EXTRAIT DU DOCUMENT -
━━━━━━━━━━
Il est, dans l’histoire des Etats-Unis, le premier auteur de BD condamné pour obscénité : Mike Diana expose en France, à la galerie Arts’ Factory, ses images cathartiques, devenues célèbres… par la faute d'un serial killer.
Un dimanche d’août 1990, la police est appelée sur une scène de crime dans un campus de l’Université de Gainesville (Floride). Deux étudiantes –Christina Powell, 17 ans, et Sonja Larson, 18 ans– ont été tuées au couteau de chasse puis mutilées. Une des victimes a été violée, son cadavre disposé de façon obscène. Durant les 72 heures qui suivent, les cadavres de trois autres étudiants (deux filles et un garçon) sont découverts : tous ont été surpris dans leur sommeil. Leur chambre transformée en décor de grand guignol. Un journaliste raconte : «J’ai fait partie de ceux qui ont été autorisés à voir les photos des scènes de crime. Il m’est devenu impossible de me les ôter dans ma tête. La pire : la photo d’un corps sur le lit et sa tête coupée, les yeux grands ouverts, sur une étagère. C’était cauchemardesque. Les mises en scène étaient clairement pornographiques, les corps placés dans des positions explicites.» La chasse à l’homme commence.
La police est sur les nerfs. L’enquête patine (1). C’est dans le cadre de cette affaire qu’un policier s’intéresse à un fanzine photocopié : Boiled Angel. L’auteur du fanzine s’appelle Mike Diana. Il a 19 ans et s’ennuie. Il déteste l’ambiance puritaine des petites villes américaines, l’hypocrisie, la violence sous-jacente de cette culture traversée par la figure hyper-médiatique des tueurs… Ses dessins ne mettent en scène que faits divers, viols, incestes, éventrements, tortures. Le suspect idéal ? Heureusement pour Mike Diana, le tueur en série a laissé des échantillons d’ADN sur les scènes de crime. Et, de toute évidence, cet ADN n’a rien à voir avec celui du dessinateur de comics. Innocenté, mais pas disculpé pour autant Mike Diana doit subir un procès, car –à défaut de trouver le tueur– la police fait la chasse aux sorcières. Le voilà accusé d’obscénité. Pour ne pas dire de pacte avec le diable.
Mike Diana perd son travail comme agent d’entretien dans une école primaire. Il est condamné à «trois ans de prison avec sursis, 3000 dollars d’amende, 1248 heures de travaux d’intérêt général, l’interdiction d’entrer en contact avec des mineurs de moins de 18 ans, une évaluation psychiatrique (que Mike Diana n’a pu payer, car le médecin a facturé douze heures de travail : deux heures de discussion et dix heures à lire les bandes dessinées de l’auteur, soit au total 1200 dollars) et l’interdiction de posséder ou de produire du “matériel obscène”» (Wikipedia)… Ce qui ne l’empêche pas de continuer, et tant mieux. Puisqu’il est maintenant possible de voir ses œuvres honnies, à la galerie Arts factory (Paris), aux côtés de celles non-moins honnies de Stu Mead. Pour information : la dernière exposition de Stu Mead à la Friche de la Belle-de-Mai, à Marseille, organisée par Pakito Bolino (2) a dû être interrompue et fermée suite aux pressions de la fachosphère : menaces de mort, lobbying sur les réseaux sociaux, pétition, désinformation. C’était en septembre 2015.
━━━━━━━━━━
CONTENU DES DONNÉES -
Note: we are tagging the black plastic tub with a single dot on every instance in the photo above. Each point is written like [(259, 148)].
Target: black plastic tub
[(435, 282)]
━━━━━━━━━━
ÉNONCÉ DU PROBLÈME -
Indiquez si chacune des affirmations ci-dessous concorde avec l'extrait sur Mike Diana. Répondez par oui ou par non en citant les mots décisifs de l'extrait. 1. Mike Diana avait 19 ans lorsqu'un policier s'est intéressé à son fanzine. 2. L'ADN laissé sur les scènes de crime correspondait à celui de Mike Diana. 3. L'exposition de Stu Mead à Marseille a été interrompue en septembre 2015.

RÉPONSE -
1. Oui : « L’auteur du fanzine s’appelle Mike Diana. Il a 19 ans et s’ennuie. »
2. Non : « cet ADN n’a rien à voir avec celui du dessinateur de comics ».
3. Oui : « a dû être interrompue et fermée suite aux pressions de la fachosphère » ; « C’était en septembre 2015. »